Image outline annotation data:

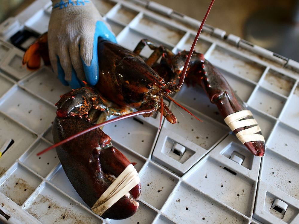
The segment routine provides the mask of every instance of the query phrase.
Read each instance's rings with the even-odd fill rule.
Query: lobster
[[[240,139],[245,141],[245,146],[255,155],[263,155],[264,140],[252,114],[202,54],[193,53],[192,50],[189,56],[185,51],[175,55],[169,49],[146,40],[142,40],[134,52],[100,38],[98,43],[100,81],[94,87],[86,85],[61,96],[55,105],[57,116],[52,125],[55,144],[46,150],[56,147],[70,182],[96,213],[112,219],[129,217],[138,208],[136,200],[141,192],[137,171],[132,168],[134,163],[112,146],[110,137],[98,127],[136,115],[149,116],[158,111],[161,115],[160,127],[162,116],[175,124],[175,116],[163,103],[164,96],[193,115],[169,95],[179,91],[182,85],[184,76],[181,73],[184,73],[182,70],[186,58],[191,60],[190,66],[184,69],[188,82],[202,87],[234,132],[241,133]],[[146,62],[139,55],[146,45],[154,51]],[[27,50],[23,64],[30,69],[38,68],[41,57],[45,64],[50,64],[47,47],[45,34]],[[161,62],[158,64],[161,56]],[[180,76],[179,85],[174,85]],[[138,111],[130,113],[134,108]],[[103,113],[98,118],[93,115],[95,111]],[[102,123],[106,114],[121,118]],[[98,124],[94,125],[95,122]],[[75,141],[70,141],[75,138]]]

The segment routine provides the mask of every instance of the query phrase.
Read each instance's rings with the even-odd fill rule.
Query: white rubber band
[[[248,116],[252,116],[252,113],[248,110],[244,110],[228,116],[224,119],[224,122],[233,131],[237,128],[246,126],[257,125],[255,119],[249,119],[242,120]],[[265,142],[264,136],[259,134],[256,134],[261,131],[258,125],[245,129],[236,134],[236,136],[242,144],[254,141],[261,141]]]
[[[243,110],[228,115],[224,119],[224,122],[228,125],[232,122],[239,121],[248,116],[252,116],[252,113],[251,111],[248,110]]]
[[[237,128],[257,124],[257,122],[256,120],[255,119],[252,118],[231,122],[228,125],[231,130],[233,131]]]
[[[242,144],[244,144],[245,142],[252,142],[254,141],[260,141],[265,142],[265,139],[264,136],[259,134],[244,135],[240,136],[238,138],[238,139],[242,142]]]
[[[241,135],[243,135],[252,134],[255,134],[257,132],[260,131],[261,129],[260,126],[257,125],[256,126],[252,127],[249,128],[244,129],[244,130],[240,131],[239,132],[236,134],[236,136],[239,138]]]
[[[91,208],[102,215],[123,196],[140,182],[138,173],[130,164],[109,186]]]
[[[255,134],[261,131],[260,126],[257,125],[250,128],[240,131],[236,134],[236,136],[242,144],[254,141],[261,141],[265,142],[265,138],[263,135]]]

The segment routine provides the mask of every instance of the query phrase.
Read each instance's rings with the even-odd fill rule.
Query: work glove
[[[82,87],[98,81],[98,37],[116,42],[109,25],[93,4],[84,0],[52,0],[48,32],[54,72],[64,85]]]

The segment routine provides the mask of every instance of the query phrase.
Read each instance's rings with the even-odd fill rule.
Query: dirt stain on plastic
[[[38,197],[37,198],[38,198]],[[41,214],[37,214],[37,208],[43,207],[43,204],[46,205],[46,210],[40,211]],[[74,206],[70,203],[68,206],[61,206],[59,202],[52,200],[48,197],[40,196],[39,199],[34,201],[27,211],[31,215],[39,221],[43,222],[44,220],[48,220],[51,217],[52,219],[51,221],[53,223],[61,223],[63,220],[66,221],[70,220],[72,223],[84,224],[91,222],[93,218],[84,216],[76,213],[74,211]]]
[[[286,76],[272,71],[266,75],[265,80],[270,85],[287,92],[291,91],[294,83],[294,81]]]

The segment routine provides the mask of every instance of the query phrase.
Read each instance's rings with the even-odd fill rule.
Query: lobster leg
[[[170,58],[174,55],[171,51],[167,48],[161,45],[158,46],[147,39],[143,39],[140,41],[134,50],[134,52],[139,55],[142,50],[147,45],[152,50],[154,50],[154,52],[146,62],[147,64],[150,67],[152,67],[157,62],[164,53],[166,54]]]

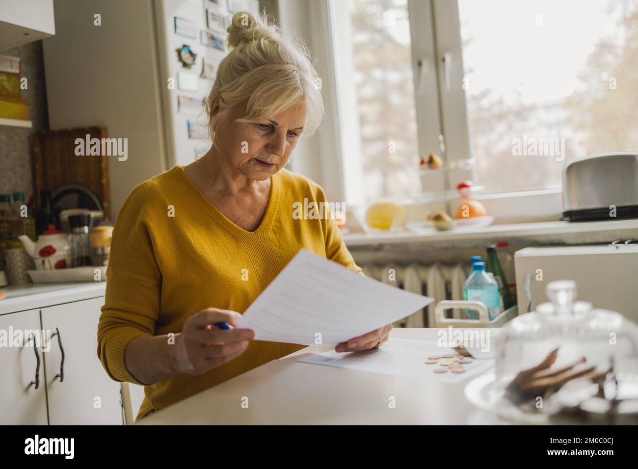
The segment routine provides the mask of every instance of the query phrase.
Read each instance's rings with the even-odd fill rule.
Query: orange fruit
[[[478,200],[463,200],[456,211],[457,218],[471,218],[487,214],[485,205]]]

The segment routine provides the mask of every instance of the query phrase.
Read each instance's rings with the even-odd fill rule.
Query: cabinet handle
[[[61,383],[64,380],[64,349],[62,348],[62,334],[60,334],[60,329],[58,327],[56,327],[56,332],[51,334],[51,338],[56,336],[57,336],[57,345],[60,346],[60,353],[62,354],[62,358],[60,359],[60,372],[55,377],[59,378]]]
[[[36,385],[34,389],[37,389],[40,387],[40,355],[38,355],[38,344],[36,342],[36,336],[33,335],[33,332],[31,332],[29,335],[29,343],[31,342],[31,338],[33,338],[33,351],[36,353],[36,379],[35,381],[32,381],[29,383],[29,387],[31,387],[31,385]]]

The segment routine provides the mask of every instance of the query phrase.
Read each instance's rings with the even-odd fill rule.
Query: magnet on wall
[[[215,66],[208,63],[204,59],[202,59],[202,73],[200,73],[200,78],[211,80],[215,79]]]
[[[200,42],[207,47],[226,52],[226,36],[224,34],[202,29],[200,31]]]
[[[181,47],[175,49],[177,52],[177,60],[182,64],[184,68],[190,68],[195,63],[195,59],[197,54],[193,52],[189,45],[182,44]]]

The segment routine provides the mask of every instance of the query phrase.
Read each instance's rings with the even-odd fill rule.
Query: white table
[[[390,337],[436,341],[437,331],[396,329]],[[295,361],[333,348],[309,346],[269,362],[151,414],[138,424],[501,422],[465,399],[463,389],[469,378],[449,384]],[[390,396],[396,399],[396,408],[389,407]],[[248,399],[248,408],[242,408],[244,398]]]

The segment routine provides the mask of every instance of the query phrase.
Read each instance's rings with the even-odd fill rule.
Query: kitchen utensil
[[[91,230],[91,244],[93,246],[94,265],[106,265],[111,248],[113,227],[94,227]]]
[[[91,214],[89,213],[80,213],[69,216],[74,267],[92,265],[91,239],[89,237],[89,225],[91,225]]]
[[[53,225],[34,242],[28,236],[20,235],[24,249],[35,262],[38,270],[55,270],[71,267],[73,262],[71,244],[67,235],[57,231]]]
[[[598,153],[567,161],[563,210],[570,221],[638,218],[638,153]]]
[[[65,233],[71,232],[69,225],[69,216],[78,214],[89,213],[91,215],[91,225],[89,228],[97,227],[104,220],[104,212],[101,210],[87,210],[87,209],[67,209],[60,212],[60,228]]]
[[[9,285],[29,283],[27,271],[29,268],[29,255],[17,241],[9,241],[4,249],[6,280]]]
[[[56,199],[53,201],[52,209],[57,207],[61,210],[66,207],[103,210],[105,216],[109,217],[110,157],[106,154],[77,154],[76,151],[78,139],[86,142],[87,139],[97,138],[103,142],[102,139],[106,137],[106,129],[95,126],[36,132],[33,135],[36,193],[42,189],[50,190]],[[60,195],[70,188],[76,191]]]

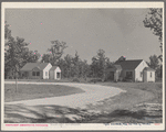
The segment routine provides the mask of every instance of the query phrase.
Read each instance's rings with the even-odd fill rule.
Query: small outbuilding
[[[155,81],[155,69],[153,69],[151,67],[145,67],[143,73],[144,73],[144,76],[143,76],[144,82],[148,82],[148,81],[154,82]]]
[[[61,69],[59,66],[52,66],[50,69],[50,79],[61,79]]]
[[[106,70],[107,80],[155,81],[155,69],[143,59],[118,61]]]

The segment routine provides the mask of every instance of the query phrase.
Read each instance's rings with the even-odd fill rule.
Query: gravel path
[[[6,84],[14,84],[14,81],[6,81]],[[125,90],[122,90],[120,88],[100,86],[100,85],[93,85],[93,84],[89,85],[89,84],[74,84],[74,82],[27,82],[27,81],[19,81],[18,84],[63,85],[63,86],[81,88],[85,92],[69,95],[69,96],[61,96],[61,97],[6,102],[6,105],[19,105],[19,103],[25,105],[25,106],[55,105],[55,106],[65,106],[70,108],[84,108],[85,109],[87,105],[91,105],[91,103],[95,105],[97,103],[97,101],[116,96],[121,92],[126,92]]]

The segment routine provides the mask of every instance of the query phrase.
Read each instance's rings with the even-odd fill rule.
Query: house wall
[[[122,78],[123,78],[123,79],[126,78],[126,73],[127,73],[127,72],[132,72],[132,74],[133,74],[132,79],[135,80],[135,70],[129,70],[129,69],[124,69],[124,70],[122,70],[122,74],[121,74]]]
[[[50,79],[54,79],[54,70],[50,70],[49,74]]]
[[[135,68],[135,81],[143,81],[143,76],[144,76],[144,73],[143,73],[143,69],[145,67],[148,67],[146,62],[143,61],[136,68]],[[142,73],[142,74],[141,74]]]
[[[48,66],[43,69],[43,79],[49,79],[49,70],[51,69],[52,65],[49,63]],[[48,73],[48,74],[46,74]]]
[[[147,81],[155,81],[155,72],[151,72],[151,70],[147,70]],[[152,73],[152,77],[151,77],[151,73]]]
[[[60,78],[56,77],[58,73],[60,73]],[[60,69],[60,67],[58,67],[58,68],[54,70],[54,79],[61,79],[61,69]]]
[[[33,72],[40,72],[40,76],[33,76]],[[29,73],[30,79],[42,79],[42,70],[40,70],[38,67],[33,68],[32,72]]]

• _Short exercise_
Show each line of the entries above that contains the word "wall". Treat uppercase and lowercase letters as different.

• _The result_
Query: magnet on wall
Query: house wall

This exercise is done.